___ Extract ___
Formatting JSON
Examples on this page use Python.
Formatting JSON to send
Authors
Format authors as part of creating a new item.
import json
#assume you have a list of json formatted records which includes the first and last names labeled as 'first_name' and 'last_name'.
authors = []
for item in json_metadata:
for name in item['authors']:
authorname = {"name" : name['first_name'] + " " + name['last_name']}
authors.append(authorname)
Dates to send
Format a partial date for use in Figshare (partial date support is on the roadmap)
#assume you have created a dictionary called my_dict that holds the Figshare formatted metadata and the harvested metadata only includes a year. This makes the date January 1 of that year.
my_dict['timeline'] = {"firstOnline" : str(item['year']) + "-01-01"} #year only
Format existing JSON
Here is an example of formatting existing json metadata for upload to Figshare:
existing_metadata = [
{"record_id":123,
"title":"blah blah blah",
"authors": [{"first_name":"Allisa", "last_name":"Morris"},{"first_name":"Alex", "last_name":"Dannold"}],
"doi":"https://doi.org/10.38743/384738"
},
{"record_id":456,
"title":"yadda yadda",
"authors": [{"first_name":"Andrew", "last_name":"Yol"},{"first_name":"Rebecca", "last_name":"Jane"}],
"doi":"https://doi.org/10.29033/6575"}
]
formatted_metadata = []
for record in existing_metadata:
record_dict = {}
record_dict['id'] = record['record_id']
record_dict['title'] = record['title']
#Format authors
authors = []
for name in record['authors']:
authorname = {"name" : name['first_name'] + " " + name['last_name']}
authors.append(authorname)
record_dict['authors'] = authors
#Format doi to just the doi vaalue and not URL
doi = str(record['doi'])[16:]
record_dict['doi'] = doi
#Add record to the growing list
formatted_metadata.append(record_dict)
#See formatted metadata:
formatted_metadata
Output:
[{'id': 123,
'title': 'blah blah blah',
'authors': [{'name': 'Allisa Morris'}, {'name': 'Alex Dannold'}],
'doi': '10.38743/384738'},
{'id': 456,
'title': 'yadda yadda',
'authors': [{'name': 'Andrew Yol'}, {'name': 'Rebecca Jane'}],
'doi': '10.29033/6575'}]
Formatting JSON downloaded from Figshare API
Dates for retrieved information
If you downloaded metadata and want to format the dates in a dataframe:
import pandas as pd
#This assumes you have a dictionary called item_metadata and a dataframe of that metadata called df.
#The dates are all contained within one column called 'timeline'. Flatten that column and associate the values with the proper article id in a new dataframe
temp_date_list = []
for item in item_metadata:
dateitem = item['timeline']
dateitem['id'] = item['id']
temp_date_list.append(dateitem)
df_dates = pd.json_normalize(
temp_date_list
)
#Merge the dataframes
df_formatted = df.merge(df_dates, how='outer', on='id')
print("Dates split out and merged")
Group information
In the downloaded metadata, the group is identified with its id. If you are a repository administrator use this script to retrieve the group names and merge them with your dataframe of metadata. In this example, the df_formatted dataframe is the downloaded metadata and must have a group_id column. Groups can be nested so this script will add the group name matching the group id in the downloaded metadata as well as the parent group.
___ Data records ___
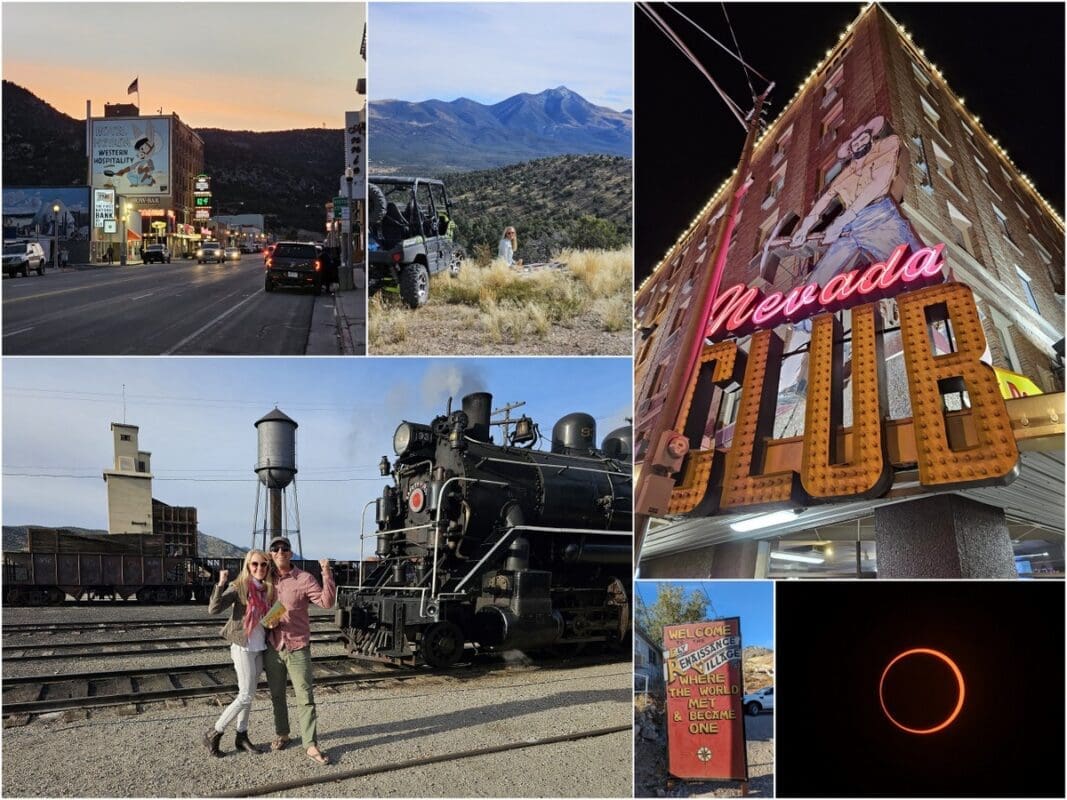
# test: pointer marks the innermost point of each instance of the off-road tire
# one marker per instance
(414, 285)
___
___ Data records ___
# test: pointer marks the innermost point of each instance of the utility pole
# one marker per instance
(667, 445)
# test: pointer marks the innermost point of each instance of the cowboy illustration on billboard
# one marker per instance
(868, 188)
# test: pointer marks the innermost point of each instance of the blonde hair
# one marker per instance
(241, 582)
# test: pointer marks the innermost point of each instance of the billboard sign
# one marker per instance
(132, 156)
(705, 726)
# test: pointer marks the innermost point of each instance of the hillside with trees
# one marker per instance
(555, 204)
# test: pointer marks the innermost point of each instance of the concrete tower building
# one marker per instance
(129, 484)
___
___ Data records ___
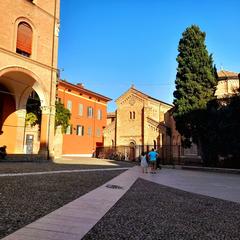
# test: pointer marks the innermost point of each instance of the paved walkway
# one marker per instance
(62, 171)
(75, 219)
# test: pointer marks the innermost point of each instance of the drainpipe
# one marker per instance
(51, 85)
___
What this exercise asks:
**a)** In the JSON formatting page, why does the group script add a parent group name as well as the name that matches the group id? Answer in one to three sentences.
**b)** Do the following statements agree with the JSON formatting page? Answer yes or no for each, and quote the deciding words. (i) The examples on the page are written in Python. (ii) Figshare already supports partial dates. (iii) The df_formatted dataframe in the group example must have a group_id column.
**c)** Please copy the stretch of the JSON formatting page from "Formatting JSON to" through "as 'first_name' and 'last_name'.".

Task responses:
**a)** The script adds the parent group because groups can be nested. It adds the group name that matches the group id in the downloaded metadata, and it also adds that group's parent group.

**b)**
(i) Yes: "Examples on this page use Python."
(ii) No: "partial date support is on the roadmap"
(iii) Yes: "the df_formatted dataframe is the downloaded metadata and must have a group_id column"

**c)**
Formatting JSON to send
Authors
Format authors as part of creating a new item.
import json
#assume you have a list of json formatted records which includes the first and last names labeled as 'first_name' and 'last_name'.